**Exercise details**
Reproduce, word for word, the stretch of the items below from the start through the line containing "[(338, 162), (346, 161), (342, 178), (338, 168)]".
==== Data provided
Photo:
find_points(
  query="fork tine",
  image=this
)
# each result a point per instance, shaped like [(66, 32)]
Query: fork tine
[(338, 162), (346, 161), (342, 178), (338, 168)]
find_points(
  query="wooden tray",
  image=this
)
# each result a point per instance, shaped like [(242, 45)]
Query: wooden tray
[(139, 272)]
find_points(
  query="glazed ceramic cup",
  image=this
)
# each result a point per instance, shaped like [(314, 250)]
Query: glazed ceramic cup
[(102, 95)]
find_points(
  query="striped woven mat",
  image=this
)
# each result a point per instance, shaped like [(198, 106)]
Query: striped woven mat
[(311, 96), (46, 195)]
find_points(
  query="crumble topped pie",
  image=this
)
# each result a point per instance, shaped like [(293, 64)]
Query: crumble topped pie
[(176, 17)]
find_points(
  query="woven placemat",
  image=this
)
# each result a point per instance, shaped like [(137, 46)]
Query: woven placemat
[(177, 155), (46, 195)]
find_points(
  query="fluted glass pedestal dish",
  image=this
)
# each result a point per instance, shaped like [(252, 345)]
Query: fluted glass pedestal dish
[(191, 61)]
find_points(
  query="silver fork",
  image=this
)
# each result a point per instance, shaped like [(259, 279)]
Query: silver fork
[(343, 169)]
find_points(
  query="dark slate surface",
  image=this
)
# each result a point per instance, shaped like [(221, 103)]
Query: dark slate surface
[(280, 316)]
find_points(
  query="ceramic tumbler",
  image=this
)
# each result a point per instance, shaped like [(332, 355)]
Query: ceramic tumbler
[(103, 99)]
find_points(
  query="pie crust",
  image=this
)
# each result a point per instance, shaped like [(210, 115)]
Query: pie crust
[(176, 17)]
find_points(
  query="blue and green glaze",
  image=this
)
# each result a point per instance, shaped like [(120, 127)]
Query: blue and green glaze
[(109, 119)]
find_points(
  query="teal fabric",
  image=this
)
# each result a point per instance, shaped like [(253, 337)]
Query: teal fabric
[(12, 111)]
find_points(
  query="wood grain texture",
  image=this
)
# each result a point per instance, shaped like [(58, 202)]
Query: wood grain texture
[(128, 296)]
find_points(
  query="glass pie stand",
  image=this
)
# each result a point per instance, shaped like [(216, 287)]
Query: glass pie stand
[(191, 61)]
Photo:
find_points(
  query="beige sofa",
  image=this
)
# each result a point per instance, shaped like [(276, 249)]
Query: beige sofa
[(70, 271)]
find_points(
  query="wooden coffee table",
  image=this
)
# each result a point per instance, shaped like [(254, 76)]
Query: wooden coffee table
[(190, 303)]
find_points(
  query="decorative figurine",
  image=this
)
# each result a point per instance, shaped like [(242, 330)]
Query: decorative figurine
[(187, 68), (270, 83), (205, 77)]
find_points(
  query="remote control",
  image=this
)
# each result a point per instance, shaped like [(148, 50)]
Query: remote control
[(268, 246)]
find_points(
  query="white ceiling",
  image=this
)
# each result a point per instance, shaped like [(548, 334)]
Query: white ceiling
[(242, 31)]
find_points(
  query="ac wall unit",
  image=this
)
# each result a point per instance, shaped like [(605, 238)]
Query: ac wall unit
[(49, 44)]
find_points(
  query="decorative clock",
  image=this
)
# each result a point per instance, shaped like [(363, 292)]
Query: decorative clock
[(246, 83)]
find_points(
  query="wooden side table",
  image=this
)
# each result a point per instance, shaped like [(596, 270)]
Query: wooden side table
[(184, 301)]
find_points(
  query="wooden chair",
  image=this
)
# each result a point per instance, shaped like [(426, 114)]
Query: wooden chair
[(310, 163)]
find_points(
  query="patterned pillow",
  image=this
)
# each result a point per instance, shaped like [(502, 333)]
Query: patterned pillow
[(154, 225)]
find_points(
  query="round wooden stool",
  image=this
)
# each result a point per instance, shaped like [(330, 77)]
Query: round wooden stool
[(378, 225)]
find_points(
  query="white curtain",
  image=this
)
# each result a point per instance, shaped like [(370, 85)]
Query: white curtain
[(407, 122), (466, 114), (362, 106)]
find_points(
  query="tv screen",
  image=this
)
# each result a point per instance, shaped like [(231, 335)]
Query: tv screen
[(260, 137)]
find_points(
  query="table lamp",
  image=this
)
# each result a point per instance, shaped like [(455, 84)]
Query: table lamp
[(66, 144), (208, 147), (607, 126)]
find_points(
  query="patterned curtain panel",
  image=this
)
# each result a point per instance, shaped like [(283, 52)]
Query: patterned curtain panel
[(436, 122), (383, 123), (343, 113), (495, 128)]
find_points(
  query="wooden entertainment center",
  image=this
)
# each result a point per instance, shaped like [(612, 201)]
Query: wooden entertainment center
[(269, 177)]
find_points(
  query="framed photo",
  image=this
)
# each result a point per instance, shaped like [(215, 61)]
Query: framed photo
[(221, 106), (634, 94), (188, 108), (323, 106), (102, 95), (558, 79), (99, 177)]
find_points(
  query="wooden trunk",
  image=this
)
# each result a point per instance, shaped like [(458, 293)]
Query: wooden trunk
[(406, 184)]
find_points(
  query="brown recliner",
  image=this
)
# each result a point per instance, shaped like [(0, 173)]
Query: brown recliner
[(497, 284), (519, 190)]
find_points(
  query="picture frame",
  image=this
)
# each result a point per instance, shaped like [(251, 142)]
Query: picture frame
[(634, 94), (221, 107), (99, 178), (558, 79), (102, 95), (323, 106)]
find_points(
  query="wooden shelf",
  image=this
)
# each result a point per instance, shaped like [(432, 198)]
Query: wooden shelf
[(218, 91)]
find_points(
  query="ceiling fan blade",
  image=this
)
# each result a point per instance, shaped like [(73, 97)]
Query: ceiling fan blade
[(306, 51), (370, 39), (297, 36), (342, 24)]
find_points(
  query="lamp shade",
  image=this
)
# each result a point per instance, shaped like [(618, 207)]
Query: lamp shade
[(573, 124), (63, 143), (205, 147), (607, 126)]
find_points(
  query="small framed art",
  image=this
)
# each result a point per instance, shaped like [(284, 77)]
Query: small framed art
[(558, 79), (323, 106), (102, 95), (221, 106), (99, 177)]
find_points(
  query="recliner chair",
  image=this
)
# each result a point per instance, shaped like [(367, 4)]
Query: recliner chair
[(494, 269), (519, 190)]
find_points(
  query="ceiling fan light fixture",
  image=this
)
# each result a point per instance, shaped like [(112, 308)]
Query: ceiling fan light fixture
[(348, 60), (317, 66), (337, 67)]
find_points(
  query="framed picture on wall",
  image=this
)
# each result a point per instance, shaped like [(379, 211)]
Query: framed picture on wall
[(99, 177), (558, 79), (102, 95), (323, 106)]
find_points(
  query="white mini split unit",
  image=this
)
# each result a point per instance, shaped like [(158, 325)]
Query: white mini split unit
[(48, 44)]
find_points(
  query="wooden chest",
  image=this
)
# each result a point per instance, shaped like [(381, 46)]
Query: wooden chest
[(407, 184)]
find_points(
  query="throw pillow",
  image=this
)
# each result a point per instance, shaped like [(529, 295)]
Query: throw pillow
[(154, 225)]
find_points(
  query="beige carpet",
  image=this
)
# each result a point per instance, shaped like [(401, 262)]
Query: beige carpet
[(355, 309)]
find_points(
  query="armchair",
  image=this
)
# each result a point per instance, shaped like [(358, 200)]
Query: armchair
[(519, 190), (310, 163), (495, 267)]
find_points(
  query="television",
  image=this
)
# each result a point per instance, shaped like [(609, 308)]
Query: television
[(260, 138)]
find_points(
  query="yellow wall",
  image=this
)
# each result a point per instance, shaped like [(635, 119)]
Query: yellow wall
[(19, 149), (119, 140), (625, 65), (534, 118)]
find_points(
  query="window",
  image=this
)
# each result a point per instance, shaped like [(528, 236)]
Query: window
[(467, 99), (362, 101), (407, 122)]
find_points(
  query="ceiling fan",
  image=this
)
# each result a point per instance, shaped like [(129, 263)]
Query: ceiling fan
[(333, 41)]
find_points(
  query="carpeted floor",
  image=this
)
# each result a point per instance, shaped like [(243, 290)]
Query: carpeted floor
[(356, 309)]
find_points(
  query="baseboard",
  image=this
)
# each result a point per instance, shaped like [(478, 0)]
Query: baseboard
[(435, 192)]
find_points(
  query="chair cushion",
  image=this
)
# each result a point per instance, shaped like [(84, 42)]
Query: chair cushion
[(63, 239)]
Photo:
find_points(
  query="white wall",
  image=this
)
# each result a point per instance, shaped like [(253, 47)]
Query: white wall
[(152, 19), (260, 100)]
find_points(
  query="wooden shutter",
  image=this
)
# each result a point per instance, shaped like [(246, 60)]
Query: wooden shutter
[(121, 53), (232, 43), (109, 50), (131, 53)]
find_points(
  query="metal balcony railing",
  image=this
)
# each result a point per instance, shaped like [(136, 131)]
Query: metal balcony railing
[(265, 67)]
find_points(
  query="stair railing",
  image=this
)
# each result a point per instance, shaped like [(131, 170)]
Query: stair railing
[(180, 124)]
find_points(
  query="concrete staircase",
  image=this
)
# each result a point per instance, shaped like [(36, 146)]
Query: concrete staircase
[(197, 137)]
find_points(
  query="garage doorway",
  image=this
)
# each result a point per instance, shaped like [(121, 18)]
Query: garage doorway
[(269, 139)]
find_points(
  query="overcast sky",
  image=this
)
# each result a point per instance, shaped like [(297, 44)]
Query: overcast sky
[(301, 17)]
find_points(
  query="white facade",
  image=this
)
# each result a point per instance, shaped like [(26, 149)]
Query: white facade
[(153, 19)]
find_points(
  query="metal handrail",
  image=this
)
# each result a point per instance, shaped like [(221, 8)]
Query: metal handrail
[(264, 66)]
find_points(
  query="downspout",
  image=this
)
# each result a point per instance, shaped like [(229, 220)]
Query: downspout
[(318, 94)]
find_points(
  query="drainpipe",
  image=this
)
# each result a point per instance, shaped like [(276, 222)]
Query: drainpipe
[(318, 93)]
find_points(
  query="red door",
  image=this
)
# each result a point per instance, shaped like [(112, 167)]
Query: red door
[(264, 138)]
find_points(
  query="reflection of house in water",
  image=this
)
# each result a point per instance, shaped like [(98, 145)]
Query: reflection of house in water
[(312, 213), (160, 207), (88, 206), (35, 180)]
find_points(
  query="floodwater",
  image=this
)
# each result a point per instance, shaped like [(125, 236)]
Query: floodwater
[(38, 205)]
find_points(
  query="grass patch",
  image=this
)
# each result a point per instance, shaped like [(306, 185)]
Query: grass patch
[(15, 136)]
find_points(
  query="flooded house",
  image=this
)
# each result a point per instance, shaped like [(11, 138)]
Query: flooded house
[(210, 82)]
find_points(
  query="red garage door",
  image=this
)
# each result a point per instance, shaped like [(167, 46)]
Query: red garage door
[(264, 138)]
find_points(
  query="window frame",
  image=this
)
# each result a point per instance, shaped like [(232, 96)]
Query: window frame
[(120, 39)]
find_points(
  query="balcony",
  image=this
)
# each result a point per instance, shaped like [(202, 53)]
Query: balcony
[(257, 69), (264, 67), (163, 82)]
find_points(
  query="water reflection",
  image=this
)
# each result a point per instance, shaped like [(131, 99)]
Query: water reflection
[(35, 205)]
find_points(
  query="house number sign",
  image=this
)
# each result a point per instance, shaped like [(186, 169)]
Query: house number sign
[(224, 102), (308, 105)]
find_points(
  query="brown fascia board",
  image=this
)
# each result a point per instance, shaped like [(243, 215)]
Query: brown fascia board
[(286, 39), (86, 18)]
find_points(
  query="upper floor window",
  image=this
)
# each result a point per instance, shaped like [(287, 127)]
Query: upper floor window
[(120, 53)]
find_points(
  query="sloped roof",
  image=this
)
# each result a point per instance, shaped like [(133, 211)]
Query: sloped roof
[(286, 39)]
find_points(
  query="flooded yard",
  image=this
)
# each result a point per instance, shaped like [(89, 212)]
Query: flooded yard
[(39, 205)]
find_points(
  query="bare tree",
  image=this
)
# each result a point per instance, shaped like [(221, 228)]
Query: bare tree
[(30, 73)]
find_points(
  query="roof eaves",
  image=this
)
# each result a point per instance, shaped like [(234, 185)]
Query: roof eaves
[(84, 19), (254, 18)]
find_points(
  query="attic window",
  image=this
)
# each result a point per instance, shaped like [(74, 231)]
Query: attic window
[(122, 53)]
========
**Result of the task**
Photo:
find_points(
  query="fork tine",
  image=this
)
# each result a point per instance, shaped like [(66, 32)]
Query: fork tine
[(338, 162), (346, 161), (342, 178), (338, 168)]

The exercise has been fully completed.